Records from a collection:
--- START ---

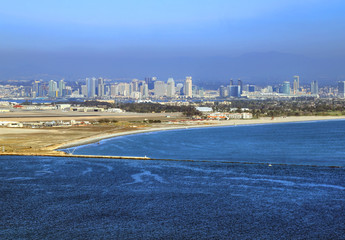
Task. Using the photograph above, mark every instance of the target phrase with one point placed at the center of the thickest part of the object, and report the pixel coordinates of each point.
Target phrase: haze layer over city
(260, 42)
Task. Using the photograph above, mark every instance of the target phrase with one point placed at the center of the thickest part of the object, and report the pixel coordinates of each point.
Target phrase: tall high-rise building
(100, 87)
(223, 91)
(240, 85)
(341, 89)
(84, 90)
(135, 85)
(285, 89)
(144, 90)
(35, 88)
(171, 88)
(235, 91)
(62, 87)
(188, 90)
(314, 87)
(91, 87)
(295, 84)
(160, 89)
(251, 88)
(52, 88)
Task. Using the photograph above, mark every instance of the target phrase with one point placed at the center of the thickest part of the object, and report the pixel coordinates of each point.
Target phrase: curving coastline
(166, 127)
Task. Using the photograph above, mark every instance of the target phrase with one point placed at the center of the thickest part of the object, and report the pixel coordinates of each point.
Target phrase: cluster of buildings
(152, 88)
(42, 124)
(286, 89)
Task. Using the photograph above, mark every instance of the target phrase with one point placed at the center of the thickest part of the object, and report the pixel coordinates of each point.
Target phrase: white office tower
(144, 90)
(100, 88)
(124, 89)
(52, 88)
(188, 90)
(160, 89)
(62, 87)
(295, 84)
(84, 90)
(341, 89)
(179, 88)
(114, 90)
(91, 87)
(171, 88)
(135, 85)
(314, 88)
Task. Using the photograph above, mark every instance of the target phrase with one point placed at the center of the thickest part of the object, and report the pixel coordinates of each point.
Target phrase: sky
(125, 39)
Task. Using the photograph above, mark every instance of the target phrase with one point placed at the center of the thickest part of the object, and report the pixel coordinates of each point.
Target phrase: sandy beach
(200, 124)
(48, 141)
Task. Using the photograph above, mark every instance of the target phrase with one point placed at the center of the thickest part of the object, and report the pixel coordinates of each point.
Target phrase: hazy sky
(174, 28)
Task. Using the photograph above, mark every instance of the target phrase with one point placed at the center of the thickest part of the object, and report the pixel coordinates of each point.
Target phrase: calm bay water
(77, 198)
(308, 143)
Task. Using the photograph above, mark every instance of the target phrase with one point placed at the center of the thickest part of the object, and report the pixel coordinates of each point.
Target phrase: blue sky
(212, 27)
(175, 28)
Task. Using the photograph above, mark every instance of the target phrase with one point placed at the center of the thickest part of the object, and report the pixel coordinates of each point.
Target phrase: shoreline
(212, 123)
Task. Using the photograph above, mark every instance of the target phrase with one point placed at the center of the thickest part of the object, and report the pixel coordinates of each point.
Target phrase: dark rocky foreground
(74, 198)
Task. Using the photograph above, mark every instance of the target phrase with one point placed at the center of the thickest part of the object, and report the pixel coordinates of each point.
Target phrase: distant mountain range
(254, 68)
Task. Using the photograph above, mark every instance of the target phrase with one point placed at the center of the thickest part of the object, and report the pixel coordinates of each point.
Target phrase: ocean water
(77, 198)
(209, 198)
(308, 143)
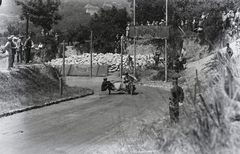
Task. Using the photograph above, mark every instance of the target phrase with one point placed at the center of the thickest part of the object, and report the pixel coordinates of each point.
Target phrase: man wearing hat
(28, 45)
(19, 49)
(8, 50)
(177, 96)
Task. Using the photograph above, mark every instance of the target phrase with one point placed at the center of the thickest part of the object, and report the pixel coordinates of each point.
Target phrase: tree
(42, 13)
(106, 26)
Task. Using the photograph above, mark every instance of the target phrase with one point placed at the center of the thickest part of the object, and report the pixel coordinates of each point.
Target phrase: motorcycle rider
(128, 79)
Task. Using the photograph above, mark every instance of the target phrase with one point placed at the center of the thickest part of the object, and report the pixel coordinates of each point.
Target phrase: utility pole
(166, 56)
(134, 23)
(91, 50)
(121, 69)
(27, 23)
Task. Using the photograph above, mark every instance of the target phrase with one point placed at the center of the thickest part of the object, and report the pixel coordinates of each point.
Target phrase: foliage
(106, 26)
(49, 51)
(41, 13)
(150, 10)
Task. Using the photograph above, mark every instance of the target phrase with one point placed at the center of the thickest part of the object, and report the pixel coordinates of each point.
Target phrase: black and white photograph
(119, 76)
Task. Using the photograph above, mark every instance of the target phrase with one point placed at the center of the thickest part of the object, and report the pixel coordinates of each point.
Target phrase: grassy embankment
(209, 116)
(33, 86)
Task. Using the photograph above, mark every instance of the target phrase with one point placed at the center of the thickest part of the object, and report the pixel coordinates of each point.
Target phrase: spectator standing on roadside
(14, 49)
(28, 45)
(177, 96)
(156, 59)
(224, 19)
(20, 49)
(237, 16)
(229, 51)
(8, 50)
(231, 18)
(130, 61)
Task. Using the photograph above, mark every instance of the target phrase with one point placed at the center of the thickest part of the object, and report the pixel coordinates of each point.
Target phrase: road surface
(100, 123)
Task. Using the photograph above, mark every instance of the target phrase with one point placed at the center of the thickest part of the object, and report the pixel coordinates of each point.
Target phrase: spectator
(194, 24)
(231, 18)
(8, 50)
(28, 45)
(177, 96)
(156, 59)
(14, 48)
(229, 51)
(40, 45)
(237, 16)
(224, 19)
(203, 16)
(20, 49)
(130, 62)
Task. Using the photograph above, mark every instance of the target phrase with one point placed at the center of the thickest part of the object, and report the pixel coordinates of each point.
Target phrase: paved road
(87, 125)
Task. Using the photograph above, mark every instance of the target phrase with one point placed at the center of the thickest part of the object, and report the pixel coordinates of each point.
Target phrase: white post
(91, 48)
(134, 23)
(166, 56)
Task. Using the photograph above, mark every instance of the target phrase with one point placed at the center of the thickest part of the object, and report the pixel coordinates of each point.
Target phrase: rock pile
(110, 59)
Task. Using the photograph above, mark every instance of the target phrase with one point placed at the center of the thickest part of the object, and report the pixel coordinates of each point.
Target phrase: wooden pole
(166, 56)
(121, 69)
(60, 86)
(91, 50)
(63, 67)
(134, 23)
(27, 23)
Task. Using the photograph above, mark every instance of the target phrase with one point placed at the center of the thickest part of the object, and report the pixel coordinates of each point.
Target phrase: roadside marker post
(121, 69)
(91, 50)
(63, 71)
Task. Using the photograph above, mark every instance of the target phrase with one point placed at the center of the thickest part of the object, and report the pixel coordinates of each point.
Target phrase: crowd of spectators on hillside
(230, 20)
(16, 49)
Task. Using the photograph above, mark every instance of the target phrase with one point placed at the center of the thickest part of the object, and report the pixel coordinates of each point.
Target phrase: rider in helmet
(127, 79)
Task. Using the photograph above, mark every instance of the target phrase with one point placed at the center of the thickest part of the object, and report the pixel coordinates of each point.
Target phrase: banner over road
(149, 32)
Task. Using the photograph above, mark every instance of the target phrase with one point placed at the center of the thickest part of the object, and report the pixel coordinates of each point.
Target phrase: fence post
(60, 86)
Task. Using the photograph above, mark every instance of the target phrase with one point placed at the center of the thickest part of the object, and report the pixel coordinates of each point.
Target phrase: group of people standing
(17, 48)
(231, 19)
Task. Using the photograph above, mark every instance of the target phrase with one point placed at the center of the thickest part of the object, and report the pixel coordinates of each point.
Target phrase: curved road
(100, 123)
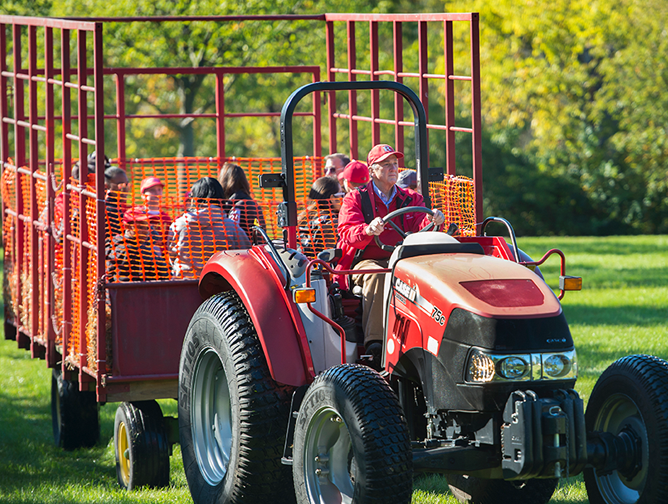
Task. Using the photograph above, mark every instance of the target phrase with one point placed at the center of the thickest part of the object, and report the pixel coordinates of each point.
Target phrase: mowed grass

--- END ---

## [Task statement]
Reproduce every entry word for word, but skip any pictures.

## [Solution to the exercise]
Task. Using the photograph above, mark every instance of the target phrase with one point placed at the center of the thickest part of the object, and report the pixel coordinates of each point.
Target phrase: haze layer over city
(260, 42)
Task. Using the photograph above, mark every instance of the target phrase with one point placed at the center of the thickest part of the object, and report the pixel coordinates of each point.
Target phrase: tall high-rise building
(100, 87)
(223, 91)
(240, 85)
(341, 89)
(84, 90)
(135, 85)
(285, 89)
(144, 90)
(35, 88)
(171, 88)
(235, 91)
(62, 87)
(188, 90)
(314, 87)
(91, 87)
(295, 84)
(160, 89)
(251, 88)
(52, 88)
Task. Using the photograph above, mark every instance of the target phrase with one point placed at the center of the thickest part of the object, and report the pixel coordinates of each point.
Target phrase: curving coastline
(166, 127)
Task. Using the photograph above, mark every instance of the target phrase with one point placed at the center of the thickest part of the object, and report the pixel coordinates of each point.
Target phrase: cluster of buildings
(152, 88)
(42, 124)
(286, 89)
Task. Using the photograph above, mark every instance of the target phrase with one point placed at the center of the thickest part of the object, and report the pixel coordinates of each point.
Target phrase: white office tower
(144, 90)
(100, 88)
(124, 89)
(52, 88)
(188, 90)
(160, 89)
(62, 87)
(295, 84)
(84, 90)
(341, 89)
(179, 88)
(114, 90)
(91, 87)
(171, 88)
(135, 85)
(314, 88)
Task. Using the photograph above, mark every instance of the target phrase with one point placed at the center of the thickest part of the object, and report the pixel coordinates of each point.
Target phrase: sky
(125, 39)
Task. Using the photograph above, mark every instance of the target phrase with one point placed at the center of the thickest part of the object, and report the pixel coordinates of each point.
Target phrase: sandy beach
(200, 124)
(48, 141)
Task. Using the photograph above, mark every instance of the target phrase with one point placed at the center of the thickest part of the object, and report the pixel coordinates of each point.
Target phrase: hazy sky
(174, 28)
Task. Using the photograph above, mark every instance of the target phrase with one point placed at the center of the thickest part of the object, and report the pixel coordinates of each point.
Target phrase: calm bay water
(77, 198)
(308, 143)
Task. Using the photograph above, mark every instance of the target phrase with one point placed at the center of the thickest part of the object, and report the pixel coordinates of each point.
Target phrase: blue sky
(212, 27)
(175, 28)
Task. Using the photograph above, mark every instance of the target phrase with one point placed at the center of the thickest part of the object, and report the pixel coordinates of each point.
Target phrase: shoreline
(212, 123)
Task. Using the photograph above, mark every instance of the target phrase with one point placed at the center of the thickest part of the object, and report the pixel coordinates of each point.
Target phrase: dark rocky foreground
(74, 198)
Task. Using the photograph above, mark every instance of the target phrase with one point placed at the center of the thickest part of the object, and report the pixel coordinates of each point.
Target phrase: distant mountain range
(254, 68)
Task. Using the photograph above, mark every instance of the target phrase with one point placed at the center of the thickest part of the object, and report the pixel coordinates of each point.
Target phrase: ocean water
(77, 198)
(209, 198)
(308, 143)
Task. Using the photograph above, mark every instance of the target phrase with one point placed at the center of the thickest part of the object, and report the pixel coordinates of each point.
Target phrase: man wearing hat
(28, 45)
(19, 49)
(8, 50)
(177, 96)
Task. Using the photograph above, mark every instance of the target phrase with one point placed at the center of the thickest part of the object, and report the pixel coordinates of each point.
Target phrase: tree
(42, 13)
(106, 26)
Task. Using the photograph above, mark every instance of the target phrase with one point placed at the center of the thickest part of the object, and report the pixel coordinates of each point.
Target phrase: motorcycle rider
(128, 79)
Task. Using the photograph above, mark every instance of the target phrase with one point placed at the center of the thickest part of the object, and report the pixel coordinates of each point.
Target phrase: utility pole
(166, 56)
(134, 23)
(91, 50)
(121, 69)
(27, 23)
Task. Using the photograph above, mark every instance of the target phrase with one point placed at the center of the thickest part of the object, and report the pixel coordinates of each point.
Target phrase: foliage
(106, 26)
(49, 51)
(41, 13)
(150, 10)
Task. Using the photograph above, mark every instance of the target phrase with one point placed at the center of the thickest part of the object, and report the pixel coordinates of each point.
Target phrase: black and white photograph
(119, 76)
Task. Using the photograph above, mark every instance of the target phrase with one point placed at the center of the thickest part of the object, and report the pixel coordinates of each point.
Target phrase: grassy embankment
(209, 116)
(33, 86)
Task. Using the photograph above, mark every instance of the target phrase with one point placed at the center of the thickest part of the object, and report the pixel coordinates of each point.
Target phrase: spectator standing on roadside
(14, 49)
(28, 45)
(177, 96)
(156, 59)
(224, 19)
(20, 49)
(237, 16)
(229, 51)
(8, 50)
(231, 18)
(130, 61)
Task. Using the photograph above, mark every instance of the target phrase with one point placed at the center of the thickest part of the object, and report the pixel coordinates of each point.
Target phrase: road surface
(100, 123)
Task. Using the photograph above, mark every instance of the target phrase with one point placed at the center of the thickest part of the object, and report the pixel coordinates of each point.
Target phrase: spectator
(194, 24)
(231, 18)
(8, 50)
(28, 45)
(177, 96)
(156, 59)
(14, 48)
(229, 51)
(40, 45)
(237, 16)
(224, 19)
(203, 16)
(20, 49)
(130, 62)
Task. Using the photograph above, mark every instance of the target phrase with one point placed at the center of the thickest part of the object, and report the pixel coordinates of each point.
Target phrase: paved road
(87, 125)
Task. Using the photograph above, mark every instance of the target phrase with one point placed at the center of the thickest part of the object, and report the pixel coordinates of each point.
Target phrase: white post
(91, 48)
(134, 23)
(166, 56)
Task. Using the photograph above, mark every instance of the target phrase with one point placed at the center of the thickest part of the object, and report the pixel coordinates of each point.
Target phrase: rock pile
(110, 59)
Task. Using the photograph above, mark every instance of the target phrase with one point placed at the center of the thickest part of the object, and report the pixel coordinates of each point.
Target phrase: wooden pole
(166, 56)
(121, 69)
(60, 86)
(91, 50)
(63, 67)
(134, 23)
(27, 23)
Task. Using the photograph above, mark every instance of the target phrase with one point placed at the center of the thickest part of the object, and report the pixel coordinates of each point.
Target phrase: roadside marker post
(121, 69)
(91, 50)
(63, 71)
Task. Using the photograph above, mark every instance of the target phrase with one point placed at the center of the thickest part of the object, and report the pixel coordinates of each point.
Target phrase: crowd of spectators on hillside
(230, 20)
(16, 49)
Task. Using the photograph above, mark every instance of the target phrase with one point placed at the center of the thickest part of the object, and report the pixel coordinates of each point.
Target phrase: rider in helmet
(127, 79)
Task. Using the photograph above, mark every instance of the target phrase with one point placed at the center of the thickest part of the object, and report the pixel coordinates of each point.
Target phrase: banner over road
(149, 32)
Task. Using the photograph above, mark every instance of the target phrase with one point placed at the center of the thickest part of the object, and report the pixel coordinates of each point.
Target phrase: fence post
(60, 86)
Task. Using the photograph above, mark every instance of the target phrase with one point placed at the center of the thickest part of the object, and report the pixel coordinates of each point.
Target phrase: group of people standing
(17, 48)
(231, 19)
Task. Using the photograph above, mark every instance of the target phrase with one point placed at the center of the thickest part of the object, and report the pixel coordinates of each point.
Target phrase: curved road
(100, 123)
Task. Using the photograph above, mark every instance of the target phrase with one point placed at the center of the thickest part of the object, and report the pixel coordinates of each point.
Target phrase: mowed grass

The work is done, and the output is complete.